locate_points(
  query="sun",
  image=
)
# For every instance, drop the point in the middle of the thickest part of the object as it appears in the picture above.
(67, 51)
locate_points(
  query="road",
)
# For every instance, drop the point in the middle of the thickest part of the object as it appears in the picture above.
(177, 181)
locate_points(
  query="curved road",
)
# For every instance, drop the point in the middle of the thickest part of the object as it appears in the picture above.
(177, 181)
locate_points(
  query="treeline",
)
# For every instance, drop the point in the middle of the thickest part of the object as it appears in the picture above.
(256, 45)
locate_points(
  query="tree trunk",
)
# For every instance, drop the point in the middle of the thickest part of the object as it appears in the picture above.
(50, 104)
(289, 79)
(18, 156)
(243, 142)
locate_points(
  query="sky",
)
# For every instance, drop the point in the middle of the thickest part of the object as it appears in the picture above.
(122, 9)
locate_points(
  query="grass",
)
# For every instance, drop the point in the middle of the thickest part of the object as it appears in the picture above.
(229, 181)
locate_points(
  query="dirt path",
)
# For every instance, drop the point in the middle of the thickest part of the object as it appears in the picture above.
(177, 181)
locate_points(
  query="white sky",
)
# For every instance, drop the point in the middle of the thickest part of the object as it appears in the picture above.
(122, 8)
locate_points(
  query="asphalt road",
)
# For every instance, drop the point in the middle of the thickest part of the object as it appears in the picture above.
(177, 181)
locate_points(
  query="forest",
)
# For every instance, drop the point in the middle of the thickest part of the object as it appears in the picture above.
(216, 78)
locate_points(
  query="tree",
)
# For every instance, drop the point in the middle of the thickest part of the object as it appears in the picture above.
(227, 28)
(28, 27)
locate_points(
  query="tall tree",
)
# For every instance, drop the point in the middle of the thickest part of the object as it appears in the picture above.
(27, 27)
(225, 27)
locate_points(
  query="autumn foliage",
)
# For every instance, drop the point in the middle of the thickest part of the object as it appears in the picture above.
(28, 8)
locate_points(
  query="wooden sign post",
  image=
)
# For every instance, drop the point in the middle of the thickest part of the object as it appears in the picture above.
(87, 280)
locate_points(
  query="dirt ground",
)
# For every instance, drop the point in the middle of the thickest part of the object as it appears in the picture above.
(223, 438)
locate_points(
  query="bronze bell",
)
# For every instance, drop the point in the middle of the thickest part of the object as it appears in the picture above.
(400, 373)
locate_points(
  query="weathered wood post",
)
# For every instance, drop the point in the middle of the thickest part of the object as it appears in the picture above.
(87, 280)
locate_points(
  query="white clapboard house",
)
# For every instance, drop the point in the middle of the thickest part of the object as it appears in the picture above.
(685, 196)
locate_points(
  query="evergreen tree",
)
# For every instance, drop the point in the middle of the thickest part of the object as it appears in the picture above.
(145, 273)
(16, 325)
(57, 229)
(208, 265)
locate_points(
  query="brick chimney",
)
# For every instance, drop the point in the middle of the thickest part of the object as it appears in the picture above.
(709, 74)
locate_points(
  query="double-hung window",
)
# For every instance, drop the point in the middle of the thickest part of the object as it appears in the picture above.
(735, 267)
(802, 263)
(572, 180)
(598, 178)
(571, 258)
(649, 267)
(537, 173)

- Aim -
Pick out and copy each line of the data that contains the string "road". Treat uppercase and lowercase as different.

- Finished answer -
  query="road",
  query="curved road",
  query="asphalt road",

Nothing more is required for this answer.